Records excerpted from a collection
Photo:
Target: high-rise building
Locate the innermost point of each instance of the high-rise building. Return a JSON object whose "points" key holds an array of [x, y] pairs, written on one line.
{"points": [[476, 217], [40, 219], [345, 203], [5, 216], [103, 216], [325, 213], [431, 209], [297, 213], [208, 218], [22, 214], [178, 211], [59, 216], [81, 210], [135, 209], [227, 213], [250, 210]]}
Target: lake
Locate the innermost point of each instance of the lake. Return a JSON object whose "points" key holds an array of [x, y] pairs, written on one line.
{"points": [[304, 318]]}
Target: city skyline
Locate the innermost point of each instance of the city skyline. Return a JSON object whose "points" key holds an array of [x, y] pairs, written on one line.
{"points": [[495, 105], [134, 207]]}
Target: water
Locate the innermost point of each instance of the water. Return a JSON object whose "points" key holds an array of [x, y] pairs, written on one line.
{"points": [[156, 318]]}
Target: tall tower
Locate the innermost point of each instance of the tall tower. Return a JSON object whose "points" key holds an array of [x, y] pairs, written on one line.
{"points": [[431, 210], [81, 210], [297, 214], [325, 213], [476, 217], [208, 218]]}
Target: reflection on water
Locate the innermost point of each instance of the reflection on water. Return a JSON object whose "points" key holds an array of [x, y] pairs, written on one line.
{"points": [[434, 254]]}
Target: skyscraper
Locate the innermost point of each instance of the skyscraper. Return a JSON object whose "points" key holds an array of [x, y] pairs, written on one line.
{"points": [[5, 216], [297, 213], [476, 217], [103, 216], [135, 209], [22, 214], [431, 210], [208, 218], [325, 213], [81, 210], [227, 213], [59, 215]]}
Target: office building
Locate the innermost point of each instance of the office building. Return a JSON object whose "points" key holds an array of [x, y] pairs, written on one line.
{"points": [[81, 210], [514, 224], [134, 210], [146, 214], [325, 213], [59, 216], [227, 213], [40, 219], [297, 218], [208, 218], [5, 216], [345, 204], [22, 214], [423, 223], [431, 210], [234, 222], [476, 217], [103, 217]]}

EXERCISE OBJECTIVE:
Search the data above for lines holding "Target" and copy each of them.

ANSWER TO THIS TASK:
Target: high-rise building
Target: lake
Target: city skyline
Target: water
Target: tall tower
Target: reflection on water
Target: skyscraper
Target: office building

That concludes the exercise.